Give everything from the start of the listing down to the line containing "581L36 572L24 578L2", including that line, as a numbered list with any blank lines omitted.

Records held in a dataset
▼▼▼

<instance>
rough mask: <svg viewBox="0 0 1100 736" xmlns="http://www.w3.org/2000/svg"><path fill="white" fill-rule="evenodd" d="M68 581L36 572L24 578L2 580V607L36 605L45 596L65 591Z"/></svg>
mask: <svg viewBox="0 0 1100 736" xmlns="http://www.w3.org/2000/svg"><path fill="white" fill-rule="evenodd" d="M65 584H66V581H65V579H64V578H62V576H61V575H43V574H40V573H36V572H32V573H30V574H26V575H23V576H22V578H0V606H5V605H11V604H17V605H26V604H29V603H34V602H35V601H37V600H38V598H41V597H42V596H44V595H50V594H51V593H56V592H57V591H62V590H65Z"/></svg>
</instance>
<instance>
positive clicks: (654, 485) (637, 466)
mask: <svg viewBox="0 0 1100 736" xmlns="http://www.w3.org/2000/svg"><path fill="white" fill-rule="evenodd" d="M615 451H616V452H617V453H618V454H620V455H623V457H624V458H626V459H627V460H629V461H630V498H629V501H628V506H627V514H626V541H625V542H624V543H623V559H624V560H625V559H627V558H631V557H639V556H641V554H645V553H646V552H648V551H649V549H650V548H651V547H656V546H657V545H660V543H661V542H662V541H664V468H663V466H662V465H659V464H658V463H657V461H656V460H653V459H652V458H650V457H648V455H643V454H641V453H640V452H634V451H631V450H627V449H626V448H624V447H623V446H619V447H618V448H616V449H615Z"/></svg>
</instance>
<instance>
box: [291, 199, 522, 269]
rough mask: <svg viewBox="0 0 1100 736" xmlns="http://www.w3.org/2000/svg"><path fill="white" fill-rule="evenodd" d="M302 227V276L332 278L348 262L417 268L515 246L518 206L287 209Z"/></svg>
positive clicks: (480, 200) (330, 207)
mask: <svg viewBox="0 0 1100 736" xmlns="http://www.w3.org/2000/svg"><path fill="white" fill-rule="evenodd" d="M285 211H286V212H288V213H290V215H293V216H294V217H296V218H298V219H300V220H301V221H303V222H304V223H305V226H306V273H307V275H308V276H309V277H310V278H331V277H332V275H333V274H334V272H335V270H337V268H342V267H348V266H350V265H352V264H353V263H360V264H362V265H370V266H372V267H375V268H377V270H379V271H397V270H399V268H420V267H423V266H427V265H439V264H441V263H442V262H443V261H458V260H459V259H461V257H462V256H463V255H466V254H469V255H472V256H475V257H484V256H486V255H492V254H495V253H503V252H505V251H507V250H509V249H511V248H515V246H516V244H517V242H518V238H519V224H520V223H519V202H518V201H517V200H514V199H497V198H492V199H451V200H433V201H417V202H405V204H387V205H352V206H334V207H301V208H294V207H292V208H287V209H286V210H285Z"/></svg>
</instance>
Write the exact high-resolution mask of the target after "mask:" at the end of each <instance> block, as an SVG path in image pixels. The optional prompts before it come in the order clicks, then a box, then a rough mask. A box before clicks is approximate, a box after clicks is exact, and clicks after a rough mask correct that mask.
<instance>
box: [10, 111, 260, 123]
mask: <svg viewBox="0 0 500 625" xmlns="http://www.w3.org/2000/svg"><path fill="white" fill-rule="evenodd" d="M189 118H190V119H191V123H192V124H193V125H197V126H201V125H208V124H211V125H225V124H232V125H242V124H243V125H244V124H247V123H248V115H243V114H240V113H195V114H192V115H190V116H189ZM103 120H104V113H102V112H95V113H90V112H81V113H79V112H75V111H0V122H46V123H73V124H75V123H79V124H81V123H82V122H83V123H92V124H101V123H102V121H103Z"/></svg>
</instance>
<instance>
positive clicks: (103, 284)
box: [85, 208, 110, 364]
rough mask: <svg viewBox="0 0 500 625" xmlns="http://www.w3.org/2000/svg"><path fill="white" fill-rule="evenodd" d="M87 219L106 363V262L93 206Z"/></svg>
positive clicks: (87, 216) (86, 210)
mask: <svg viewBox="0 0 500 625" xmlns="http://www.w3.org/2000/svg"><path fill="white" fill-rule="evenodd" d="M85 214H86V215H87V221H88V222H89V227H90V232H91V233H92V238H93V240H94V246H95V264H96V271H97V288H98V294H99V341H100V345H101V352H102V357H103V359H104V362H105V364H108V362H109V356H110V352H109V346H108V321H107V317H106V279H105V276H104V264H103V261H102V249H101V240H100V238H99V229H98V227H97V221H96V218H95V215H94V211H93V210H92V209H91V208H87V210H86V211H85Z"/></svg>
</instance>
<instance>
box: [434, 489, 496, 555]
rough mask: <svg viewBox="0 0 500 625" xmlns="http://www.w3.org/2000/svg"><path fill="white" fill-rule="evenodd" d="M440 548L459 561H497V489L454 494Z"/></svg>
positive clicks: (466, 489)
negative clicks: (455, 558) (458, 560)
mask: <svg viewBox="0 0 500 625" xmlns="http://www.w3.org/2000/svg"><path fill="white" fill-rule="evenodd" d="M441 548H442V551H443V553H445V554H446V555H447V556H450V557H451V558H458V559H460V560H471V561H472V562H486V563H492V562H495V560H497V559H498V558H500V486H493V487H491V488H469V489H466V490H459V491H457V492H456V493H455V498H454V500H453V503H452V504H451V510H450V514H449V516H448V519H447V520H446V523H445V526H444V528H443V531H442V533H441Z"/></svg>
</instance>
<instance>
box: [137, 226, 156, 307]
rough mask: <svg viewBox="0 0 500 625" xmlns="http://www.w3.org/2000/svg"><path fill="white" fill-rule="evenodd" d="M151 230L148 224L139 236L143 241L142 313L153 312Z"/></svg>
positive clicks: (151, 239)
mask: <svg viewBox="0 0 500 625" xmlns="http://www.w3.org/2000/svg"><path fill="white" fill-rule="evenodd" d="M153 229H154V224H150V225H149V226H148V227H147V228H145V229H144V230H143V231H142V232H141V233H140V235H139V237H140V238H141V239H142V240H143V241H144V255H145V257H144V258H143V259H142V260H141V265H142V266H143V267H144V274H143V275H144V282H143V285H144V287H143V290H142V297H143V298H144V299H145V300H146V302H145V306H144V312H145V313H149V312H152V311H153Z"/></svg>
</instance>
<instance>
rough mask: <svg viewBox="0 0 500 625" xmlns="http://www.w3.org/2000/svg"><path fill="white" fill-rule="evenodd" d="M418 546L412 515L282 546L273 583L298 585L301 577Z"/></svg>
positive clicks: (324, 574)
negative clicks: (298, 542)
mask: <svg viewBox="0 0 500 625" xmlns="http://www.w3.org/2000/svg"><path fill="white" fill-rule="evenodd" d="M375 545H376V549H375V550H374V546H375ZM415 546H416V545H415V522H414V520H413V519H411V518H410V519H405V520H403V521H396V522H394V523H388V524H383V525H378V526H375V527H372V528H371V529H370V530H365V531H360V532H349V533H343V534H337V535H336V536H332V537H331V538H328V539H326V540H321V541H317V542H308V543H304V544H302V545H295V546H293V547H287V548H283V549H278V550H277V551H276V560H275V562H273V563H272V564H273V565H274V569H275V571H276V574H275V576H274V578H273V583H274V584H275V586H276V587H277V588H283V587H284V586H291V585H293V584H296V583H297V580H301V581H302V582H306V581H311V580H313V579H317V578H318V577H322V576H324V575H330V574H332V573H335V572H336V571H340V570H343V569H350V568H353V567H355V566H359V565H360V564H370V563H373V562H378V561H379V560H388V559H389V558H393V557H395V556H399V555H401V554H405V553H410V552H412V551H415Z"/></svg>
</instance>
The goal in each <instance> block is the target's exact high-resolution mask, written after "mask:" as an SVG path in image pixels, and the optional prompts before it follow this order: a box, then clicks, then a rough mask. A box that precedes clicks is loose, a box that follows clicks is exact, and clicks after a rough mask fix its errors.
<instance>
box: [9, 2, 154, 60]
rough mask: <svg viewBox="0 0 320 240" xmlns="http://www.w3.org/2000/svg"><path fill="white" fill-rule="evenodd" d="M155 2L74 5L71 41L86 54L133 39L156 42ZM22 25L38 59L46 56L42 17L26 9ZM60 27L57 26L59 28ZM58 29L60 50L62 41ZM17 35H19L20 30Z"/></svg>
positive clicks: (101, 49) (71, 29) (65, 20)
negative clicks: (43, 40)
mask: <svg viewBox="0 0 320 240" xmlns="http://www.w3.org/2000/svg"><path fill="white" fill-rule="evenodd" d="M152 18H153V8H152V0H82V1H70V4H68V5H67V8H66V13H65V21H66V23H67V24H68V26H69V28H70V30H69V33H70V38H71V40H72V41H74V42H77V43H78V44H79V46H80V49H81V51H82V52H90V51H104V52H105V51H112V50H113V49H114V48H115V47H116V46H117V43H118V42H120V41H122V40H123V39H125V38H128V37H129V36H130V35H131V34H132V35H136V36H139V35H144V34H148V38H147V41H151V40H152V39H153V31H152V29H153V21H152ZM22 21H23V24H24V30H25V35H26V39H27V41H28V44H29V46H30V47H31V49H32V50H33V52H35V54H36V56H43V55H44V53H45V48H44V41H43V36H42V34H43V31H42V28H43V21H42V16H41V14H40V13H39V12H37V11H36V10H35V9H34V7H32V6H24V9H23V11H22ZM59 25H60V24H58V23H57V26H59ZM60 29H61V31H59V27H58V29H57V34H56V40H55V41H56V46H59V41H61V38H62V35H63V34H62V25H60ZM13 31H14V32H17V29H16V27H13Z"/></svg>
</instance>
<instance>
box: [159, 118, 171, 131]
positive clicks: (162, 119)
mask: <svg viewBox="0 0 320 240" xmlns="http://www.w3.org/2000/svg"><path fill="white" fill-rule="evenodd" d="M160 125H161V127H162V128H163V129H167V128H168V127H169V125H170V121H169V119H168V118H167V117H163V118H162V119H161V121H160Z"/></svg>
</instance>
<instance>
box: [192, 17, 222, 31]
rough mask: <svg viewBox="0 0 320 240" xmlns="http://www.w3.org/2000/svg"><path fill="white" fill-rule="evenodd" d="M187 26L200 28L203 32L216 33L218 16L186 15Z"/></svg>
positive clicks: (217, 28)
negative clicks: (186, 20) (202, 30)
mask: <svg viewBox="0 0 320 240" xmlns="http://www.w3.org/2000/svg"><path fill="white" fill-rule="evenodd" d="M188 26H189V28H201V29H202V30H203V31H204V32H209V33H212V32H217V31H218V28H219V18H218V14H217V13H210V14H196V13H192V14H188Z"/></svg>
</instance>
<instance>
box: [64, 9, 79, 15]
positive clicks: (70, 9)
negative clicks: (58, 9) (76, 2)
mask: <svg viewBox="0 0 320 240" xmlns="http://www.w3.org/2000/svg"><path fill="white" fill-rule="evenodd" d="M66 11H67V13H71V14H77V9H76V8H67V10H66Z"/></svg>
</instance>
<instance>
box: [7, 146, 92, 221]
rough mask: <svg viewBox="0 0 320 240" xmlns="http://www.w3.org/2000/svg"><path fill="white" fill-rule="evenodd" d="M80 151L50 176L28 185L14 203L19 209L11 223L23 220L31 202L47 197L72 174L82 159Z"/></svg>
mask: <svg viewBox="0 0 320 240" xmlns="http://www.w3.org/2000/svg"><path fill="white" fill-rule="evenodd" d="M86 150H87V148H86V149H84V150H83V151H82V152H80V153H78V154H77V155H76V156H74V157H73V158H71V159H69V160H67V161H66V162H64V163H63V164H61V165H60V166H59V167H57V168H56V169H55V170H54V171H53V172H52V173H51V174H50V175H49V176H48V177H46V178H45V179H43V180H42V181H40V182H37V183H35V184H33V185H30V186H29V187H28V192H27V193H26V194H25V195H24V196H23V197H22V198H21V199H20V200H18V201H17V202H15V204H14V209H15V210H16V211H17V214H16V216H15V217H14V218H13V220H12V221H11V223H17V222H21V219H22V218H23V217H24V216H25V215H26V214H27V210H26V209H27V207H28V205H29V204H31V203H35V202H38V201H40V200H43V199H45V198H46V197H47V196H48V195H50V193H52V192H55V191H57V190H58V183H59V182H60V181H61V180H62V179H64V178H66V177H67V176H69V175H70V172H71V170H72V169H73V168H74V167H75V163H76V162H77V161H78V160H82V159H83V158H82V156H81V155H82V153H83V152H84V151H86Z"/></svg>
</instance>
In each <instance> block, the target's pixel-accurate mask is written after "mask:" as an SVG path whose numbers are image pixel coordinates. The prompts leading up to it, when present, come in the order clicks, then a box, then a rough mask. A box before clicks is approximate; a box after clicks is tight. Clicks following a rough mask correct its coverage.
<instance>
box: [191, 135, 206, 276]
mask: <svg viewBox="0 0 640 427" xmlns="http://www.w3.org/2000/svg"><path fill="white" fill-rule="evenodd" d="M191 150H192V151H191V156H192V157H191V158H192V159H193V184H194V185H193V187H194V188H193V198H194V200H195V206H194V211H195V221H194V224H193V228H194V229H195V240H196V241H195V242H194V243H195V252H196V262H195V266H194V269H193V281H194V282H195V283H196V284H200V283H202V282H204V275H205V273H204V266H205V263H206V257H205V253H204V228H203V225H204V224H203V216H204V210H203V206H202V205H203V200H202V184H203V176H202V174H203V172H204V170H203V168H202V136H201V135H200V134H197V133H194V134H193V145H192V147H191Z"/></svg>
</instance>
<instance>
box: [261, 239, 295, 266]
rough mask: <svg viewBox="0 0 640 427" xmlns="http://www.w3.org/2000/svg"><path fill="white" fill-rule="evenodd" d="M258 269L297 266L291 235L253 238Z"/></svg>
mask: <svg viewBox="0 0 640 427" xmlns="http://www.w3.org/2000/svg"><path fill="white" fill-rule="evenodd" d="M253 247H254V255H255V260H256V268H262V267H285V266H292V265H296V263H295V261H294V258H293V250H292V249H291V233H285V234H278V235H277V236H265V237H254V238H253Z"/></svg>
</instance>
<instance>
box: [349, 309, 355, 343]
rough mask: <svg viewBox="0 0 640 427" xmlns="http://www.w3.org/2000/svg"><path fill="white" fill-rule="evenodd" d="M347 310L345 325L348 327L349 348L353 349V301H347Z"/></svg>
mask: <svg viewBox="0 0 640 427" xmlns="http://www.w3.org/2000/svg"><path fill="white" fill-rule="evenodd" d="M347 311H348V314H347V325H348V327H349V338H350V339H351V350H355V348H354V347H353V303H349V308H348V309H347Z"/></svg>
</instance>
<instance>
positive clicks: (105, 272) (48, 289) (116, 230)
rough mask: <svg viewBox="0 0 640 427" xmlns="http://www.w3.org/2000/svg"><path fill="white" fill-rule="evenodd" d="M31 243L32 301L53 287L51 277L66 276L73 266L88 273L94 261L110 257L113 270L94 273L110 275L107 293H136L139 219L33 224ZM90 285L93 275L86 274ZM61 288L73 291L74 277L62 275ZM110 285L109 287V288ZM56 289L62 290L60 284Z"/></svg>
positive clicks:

▲▲▲

Exercise result:
1. <instance>
2. rough mask: <svg viewBox="0 0 1100 736" xmlns="http://www.w3.org/2000/svg"><path fill="white" fill-rule="evenodd" d="M68 581L36 572L24 578L2 580V607L36 605L45 596L65 591Z"/></svg>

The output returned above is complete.